◆ DATA UNDER STUDY:
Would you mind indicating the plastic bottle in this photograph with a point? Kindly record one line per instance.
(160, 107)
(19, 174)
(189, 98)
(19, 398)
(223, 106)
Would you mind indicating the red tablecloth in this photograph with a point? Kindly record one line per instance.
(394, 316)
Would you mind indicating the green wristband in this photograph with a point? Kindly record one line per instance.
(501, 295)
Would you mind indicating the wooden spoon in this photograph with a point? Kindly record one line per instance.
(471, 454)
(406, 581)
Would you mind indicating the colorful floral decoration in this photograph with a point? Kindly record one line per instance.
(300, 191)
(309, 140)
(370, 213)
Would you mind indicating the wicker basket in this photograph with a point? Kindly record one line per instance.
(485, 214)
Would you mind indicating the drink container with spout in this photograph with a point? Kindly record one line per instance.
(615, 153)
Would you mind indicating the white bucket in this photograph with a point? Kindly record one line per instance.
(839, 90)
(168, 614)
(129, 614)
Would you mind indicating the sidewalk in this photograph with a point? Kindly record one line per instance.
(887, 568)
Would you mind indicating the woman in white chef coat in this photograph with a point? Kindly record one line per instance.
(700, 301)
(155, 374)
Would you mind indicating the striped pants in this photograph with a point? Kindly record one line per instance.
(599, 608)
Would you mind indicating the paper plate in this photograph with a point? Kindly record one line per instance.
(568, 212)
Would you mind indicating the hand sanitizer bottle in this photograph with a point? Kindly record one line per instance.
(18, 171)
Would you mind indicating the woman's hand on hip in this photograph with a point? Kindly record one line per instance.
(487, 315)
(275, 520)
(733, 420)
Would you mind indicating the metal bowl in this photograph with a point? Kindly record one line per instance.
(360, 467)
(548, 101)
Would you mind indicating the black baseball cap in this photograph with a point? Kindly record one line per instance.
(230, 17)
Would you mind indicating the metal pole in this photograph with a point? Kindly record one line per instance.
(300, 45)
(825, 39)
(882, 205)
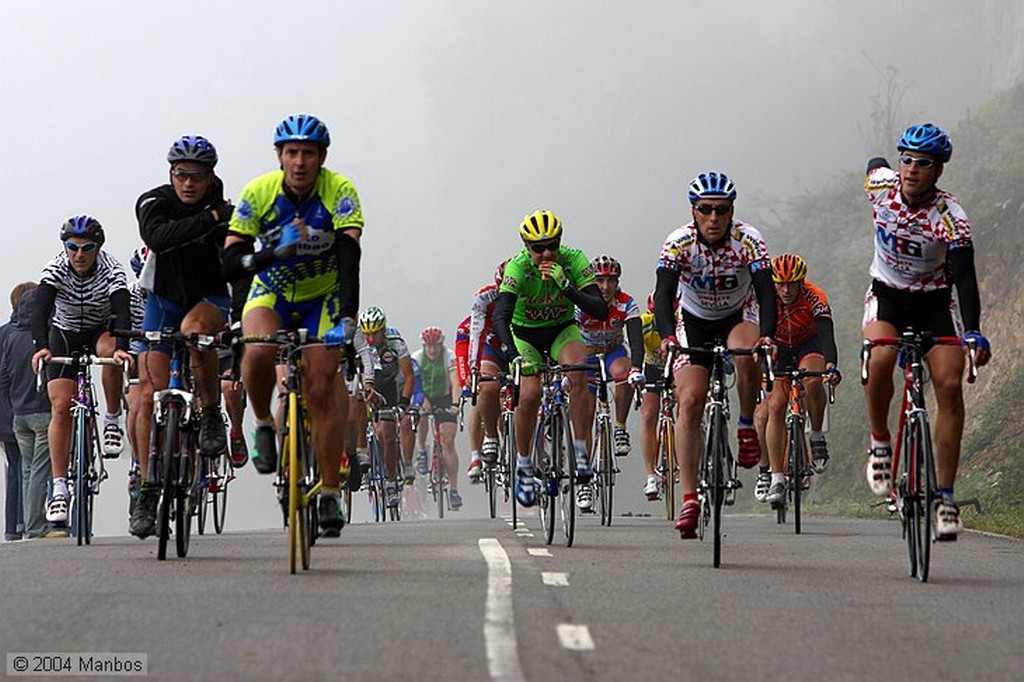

◆ TASK DIRECTIONS: Print only the lines from the one with "Would you mind indicating the metal pole" through the last line of the data above, exactly and with both ends, and please omit any pictures.

◆ EXERCISE RESPONSE:
Would you mind indicating the metal pole in this photograph with a point? Kindly record one line per instance.
(300, 45)
(825, 39)
(882, 205)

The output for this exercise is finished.